→ Problem: Find every line below that contains the word "sailboat", and copy each one out.

→ Point-marking data:
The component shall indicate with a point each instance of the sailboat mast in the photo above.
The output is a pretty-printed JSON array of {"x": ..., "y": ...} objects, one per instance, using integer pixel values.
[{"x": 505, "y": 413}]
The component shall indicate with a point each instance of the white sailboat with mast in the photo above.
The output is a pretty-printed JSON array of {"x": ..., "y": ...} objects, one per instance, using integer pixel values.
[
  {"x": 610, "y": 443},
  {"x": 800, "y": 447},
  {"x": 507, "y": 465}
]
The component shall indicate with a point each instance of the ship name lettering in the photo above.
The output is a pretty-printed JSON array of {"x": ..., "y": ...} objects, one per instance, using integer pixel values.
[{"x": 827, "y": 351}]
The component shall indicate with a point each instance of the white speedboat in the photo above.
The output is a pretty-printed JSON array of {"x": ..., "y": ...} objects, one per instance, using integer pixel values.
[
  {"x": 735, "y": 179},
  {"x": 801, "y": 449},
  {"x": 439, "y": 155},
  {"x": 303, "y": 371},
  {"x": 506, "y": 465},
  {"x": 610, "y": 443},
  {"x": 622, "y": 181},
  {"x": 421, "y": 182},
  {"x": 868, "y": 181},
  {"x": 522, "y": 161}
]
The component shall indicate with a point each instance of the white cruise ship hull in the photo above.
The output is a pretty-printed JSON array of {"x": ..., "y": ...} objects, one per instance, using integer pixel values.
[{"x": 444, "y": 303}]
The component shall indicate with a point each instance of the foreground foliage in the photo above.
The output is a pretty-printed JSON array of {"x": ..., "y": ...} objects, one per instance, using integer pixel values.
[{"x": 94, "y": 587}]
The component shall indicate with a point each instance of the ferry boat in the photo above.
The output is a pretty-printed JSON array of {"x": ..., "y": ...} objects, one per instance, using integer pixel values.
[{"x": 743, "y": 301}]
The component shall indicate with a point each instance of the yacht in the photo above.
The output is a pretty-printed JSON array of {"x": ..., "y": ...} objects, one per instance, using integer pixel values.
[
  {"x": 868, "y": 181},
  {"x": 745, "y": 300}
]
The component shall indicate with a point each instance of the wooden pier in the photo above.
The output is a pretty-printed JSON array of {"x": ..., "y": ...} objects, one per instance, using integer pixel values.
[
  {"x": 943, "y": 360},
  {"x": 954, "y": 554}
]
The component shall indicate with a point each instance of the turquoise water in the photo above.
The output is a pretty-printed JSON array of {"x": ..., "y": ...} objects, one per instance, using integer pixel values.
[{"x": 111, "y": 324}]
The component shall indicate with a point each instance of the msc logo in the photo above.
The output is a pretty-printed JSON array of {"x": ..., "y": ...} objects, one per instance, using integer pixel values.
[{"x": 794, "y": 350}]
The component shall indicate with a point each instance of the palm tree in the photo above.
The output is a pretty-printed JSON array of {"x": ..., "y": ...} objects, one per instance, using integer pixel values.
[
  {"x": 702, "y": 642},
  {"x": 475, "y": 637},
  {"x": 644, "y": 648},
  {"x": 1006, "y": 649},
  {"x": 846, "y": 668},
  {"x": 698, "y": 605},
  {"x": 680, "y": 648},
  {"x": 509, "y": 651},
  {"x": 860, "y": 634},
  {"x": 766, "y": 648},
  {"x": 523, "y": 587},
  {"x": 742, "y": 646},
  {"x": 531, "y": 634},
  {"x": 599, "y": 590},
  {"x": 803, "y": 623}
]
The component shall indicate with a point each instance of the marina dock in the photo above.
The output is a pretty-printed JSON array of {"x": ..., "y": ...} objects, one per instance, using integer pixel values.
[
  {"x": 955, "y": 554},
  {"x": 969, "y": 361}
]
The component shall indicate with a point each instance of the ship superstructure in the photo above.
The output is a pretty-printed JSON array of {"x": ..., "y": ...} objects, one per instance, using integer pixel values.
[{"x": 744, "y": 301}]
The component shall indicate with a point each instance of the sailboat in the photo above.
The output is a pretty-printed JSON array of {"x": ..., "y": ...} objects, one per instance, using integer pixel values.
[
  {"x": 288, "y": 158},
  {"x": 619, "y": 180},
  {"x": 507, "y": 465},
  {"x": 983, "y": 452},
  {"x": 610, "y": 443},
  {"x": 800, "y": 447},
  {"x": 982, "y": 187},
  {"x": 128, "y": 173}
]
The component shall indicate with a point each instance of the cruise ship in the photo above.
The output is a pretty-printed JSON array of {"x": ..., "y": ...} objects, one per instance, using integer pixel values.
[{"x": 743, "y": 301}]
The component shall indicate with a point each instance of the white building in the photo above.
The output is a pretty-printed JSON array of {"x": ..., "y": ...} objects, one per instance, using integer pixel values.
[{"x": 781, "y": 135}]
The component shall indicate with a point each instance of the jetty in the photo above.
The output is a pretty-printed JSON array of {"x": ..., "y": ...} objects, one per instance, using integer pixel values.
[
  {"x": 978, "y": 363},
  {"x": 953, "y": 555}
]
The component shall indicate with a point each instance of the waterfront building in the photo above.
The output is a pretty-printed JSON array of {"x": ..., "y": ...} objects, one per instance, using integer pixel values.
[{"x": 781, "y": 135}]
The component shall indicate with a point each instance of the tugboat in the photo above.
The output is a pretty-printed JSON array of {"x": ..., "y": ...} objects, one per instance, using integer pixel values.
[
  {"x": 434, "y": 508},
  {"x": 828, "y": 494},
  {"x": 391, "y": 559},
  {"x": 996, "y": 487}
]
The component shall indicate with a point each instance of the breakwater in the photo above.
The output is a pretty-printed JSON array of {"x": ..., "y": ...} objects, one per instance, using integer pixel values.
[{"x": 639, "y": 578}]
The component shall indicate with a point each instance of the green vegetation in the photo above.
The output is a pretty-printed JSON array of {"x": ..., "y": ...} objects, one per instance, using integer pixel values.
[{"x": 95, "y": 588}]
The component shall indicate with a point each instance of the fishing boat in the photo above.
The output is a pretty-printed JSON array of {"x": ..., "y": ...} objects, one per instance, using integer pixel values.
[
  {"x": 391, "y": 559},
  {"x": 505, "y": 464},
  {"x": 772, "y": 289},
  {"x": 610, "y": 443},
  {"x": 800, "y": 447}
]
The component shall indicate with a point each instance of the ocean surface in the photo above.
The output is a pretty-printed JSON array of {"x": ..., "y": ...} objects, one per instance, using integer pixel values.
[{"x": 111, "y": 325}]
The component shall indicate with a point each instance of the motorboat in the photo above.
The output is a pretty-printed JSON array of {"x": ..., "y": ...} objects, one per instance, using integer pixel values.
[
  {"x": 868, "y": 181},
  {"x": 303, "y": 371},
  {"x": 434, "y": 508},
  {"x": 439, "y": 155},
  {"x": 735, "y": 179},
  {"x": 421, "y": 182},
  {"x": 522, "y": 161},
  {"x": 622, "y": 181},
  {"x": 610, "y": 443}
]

* * *

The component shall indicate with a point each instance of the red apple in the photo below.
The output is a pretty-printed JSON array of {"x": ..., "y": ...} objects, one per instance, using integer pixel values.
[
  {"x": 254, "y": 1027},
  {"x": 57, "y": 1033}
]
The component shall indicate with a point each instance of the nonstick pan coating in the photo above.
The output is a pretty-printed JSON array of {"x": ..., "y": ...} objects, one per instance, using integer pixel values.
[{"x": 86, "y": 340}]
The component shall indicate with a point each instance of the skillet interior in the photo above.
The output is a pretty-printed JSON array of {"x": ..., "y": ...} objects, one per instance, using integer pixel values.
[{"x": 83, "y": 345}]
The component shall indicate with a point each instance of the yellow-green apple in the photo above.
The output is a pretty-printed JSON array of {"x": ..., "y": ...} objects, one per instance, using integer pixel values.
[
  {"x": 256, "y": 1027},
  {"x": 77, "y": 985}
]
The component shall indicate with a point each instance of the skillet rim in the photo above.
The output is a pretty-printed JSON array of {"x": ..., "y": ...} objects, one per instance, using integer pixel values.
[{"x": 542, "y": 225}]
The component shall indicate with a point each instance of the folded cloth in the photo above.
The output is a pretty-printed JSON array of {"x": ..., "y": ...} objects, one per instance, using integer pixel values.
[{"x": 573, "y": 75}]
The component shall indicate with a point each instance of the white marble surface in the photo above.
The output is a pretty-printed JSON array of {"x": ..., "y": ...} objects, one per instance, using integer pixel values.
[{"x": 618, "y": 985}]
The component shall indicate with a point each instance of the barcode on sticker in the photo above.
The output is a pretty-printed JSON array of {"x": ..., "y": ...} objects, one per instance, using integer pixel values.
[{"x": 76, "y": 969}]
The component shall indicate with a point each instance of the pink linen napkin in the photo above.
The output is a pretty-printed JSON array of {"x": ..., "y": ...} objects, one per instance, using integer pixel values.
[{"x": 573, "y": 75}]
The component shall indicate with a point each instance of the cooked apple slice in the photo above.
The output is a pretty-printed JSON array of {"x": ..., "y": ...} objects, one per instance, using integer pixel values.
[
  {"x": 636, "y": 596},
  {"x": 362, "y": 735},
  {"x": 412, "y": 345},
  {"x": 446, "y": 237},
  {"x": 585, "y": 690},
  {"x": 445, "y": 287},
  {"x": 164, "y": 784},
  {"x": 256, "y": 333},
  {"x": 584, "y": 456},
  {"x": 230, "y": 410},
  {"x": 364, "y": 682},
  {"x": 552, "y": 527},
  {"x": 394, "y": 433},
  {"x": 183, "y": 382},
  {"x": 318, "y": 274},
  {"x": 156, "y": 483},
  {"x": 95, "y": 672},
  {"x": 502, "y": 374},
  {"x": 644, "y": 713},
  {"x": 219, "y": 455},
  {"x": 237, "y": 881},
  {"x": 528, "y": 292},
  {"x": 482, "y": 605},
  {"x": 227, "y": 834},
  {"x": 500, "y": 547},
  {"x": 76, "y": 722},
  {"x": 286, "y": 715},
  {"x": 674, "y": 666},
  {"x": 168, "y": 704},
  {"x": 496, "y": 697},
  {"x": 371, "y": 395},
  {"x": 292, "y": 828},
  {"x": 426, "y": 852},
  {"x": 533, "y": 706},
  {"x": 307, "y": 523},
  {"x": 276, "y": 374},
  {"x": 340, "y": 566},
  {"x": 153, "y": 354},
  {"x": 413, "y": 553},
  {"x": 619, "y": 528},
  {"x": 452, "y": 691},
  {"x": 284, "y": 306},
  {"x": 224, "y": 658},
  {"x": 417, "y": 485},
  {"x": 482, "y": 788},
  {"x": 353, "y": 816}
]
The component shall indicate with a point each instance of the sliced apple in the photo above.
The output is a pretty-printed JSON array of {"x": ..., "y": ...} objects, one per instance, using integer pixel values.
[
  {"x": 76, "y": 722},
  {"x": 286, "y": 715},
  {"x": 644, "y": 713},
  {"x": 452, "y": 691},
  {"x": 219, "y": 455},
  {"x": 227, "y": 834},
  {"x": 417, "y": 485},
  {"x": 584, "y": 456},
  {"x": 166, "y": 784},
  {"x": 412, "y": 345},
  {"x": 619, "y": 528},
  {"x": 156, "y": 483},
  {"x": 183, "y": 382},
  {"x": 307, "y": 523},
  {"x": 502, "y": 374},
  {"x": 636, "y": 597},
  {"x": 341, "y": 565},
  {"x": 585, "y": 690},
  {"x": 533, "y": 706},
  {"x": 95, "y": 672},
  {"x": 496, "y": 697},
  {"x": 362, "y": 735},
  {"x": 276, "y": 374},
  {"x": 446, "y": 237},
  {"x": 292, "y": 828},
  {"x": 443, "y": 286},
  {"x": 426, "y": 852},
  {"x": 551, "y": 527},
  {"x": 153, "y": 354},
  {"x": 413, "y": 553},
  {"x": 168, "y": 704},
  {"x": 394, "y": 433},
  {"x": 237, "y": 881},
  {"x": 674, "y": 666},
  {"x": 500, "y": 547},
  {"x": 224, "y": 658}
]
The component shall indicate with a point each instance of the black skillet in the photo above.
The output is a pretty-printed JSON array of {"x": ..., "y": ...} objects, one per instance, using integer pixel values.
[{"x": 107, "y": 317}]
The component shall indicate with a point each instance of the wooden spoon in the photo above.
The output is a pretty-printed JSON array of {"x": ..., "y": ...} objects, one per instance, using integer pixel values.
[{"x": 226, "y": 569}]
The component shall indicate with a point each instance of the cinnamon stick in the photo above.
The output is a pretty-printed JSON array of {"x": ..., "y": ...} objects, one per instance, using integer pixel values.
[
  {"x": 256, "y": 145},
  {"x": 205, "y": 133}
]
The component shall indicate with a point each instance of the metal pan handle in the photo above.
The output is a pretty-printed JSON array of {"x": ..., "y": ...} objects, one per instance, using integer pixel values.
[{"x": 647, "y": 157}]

--

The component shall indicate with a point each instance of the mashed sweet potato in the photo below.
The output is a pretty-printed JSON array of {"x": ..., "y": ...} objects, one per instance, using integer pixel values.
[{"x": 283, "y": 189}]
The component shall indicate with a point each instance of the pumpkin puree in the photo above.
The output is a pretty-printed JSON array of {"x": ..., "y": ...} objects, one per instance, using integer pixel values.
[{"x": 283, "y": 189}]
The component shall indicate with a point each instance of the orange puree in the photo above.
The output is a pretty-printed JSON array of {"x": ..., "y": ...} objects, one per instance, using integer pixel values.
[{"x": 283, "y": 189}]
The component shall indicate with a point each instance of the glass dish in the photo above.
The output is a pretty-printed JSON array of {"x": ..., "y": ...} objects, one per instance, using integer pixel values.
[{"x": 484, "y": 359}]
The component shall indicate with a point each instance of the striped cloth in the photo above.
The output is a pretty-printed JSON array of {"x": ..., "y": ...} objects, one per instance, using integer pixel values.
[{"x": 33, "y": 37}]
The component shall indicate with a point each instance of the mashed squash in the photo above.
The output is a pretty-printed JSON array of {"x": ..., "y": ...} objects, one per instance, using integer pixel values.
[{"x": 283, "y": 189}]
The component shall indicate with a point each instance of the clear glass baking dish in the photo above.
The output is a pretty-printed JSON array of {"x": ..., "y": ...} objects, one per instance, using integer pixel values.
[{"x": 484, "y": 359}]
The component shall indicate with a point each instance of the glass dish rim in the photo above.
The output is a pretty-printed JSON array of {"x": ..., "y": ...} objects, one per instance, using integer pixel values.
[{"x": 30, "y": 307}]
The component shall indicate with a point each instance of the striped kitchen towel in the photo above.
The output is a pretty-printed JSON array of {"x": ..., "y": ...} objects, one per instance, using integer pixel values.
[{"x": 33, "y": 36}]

→ Written response:
The component shall indicate with a point each instance of the sailboat mast in the photo above.
The component shall indicate with a point each instance of the white sailboat with mast in the photo above.
The component shall indicate with a point each instance of the sailboat in the photo above.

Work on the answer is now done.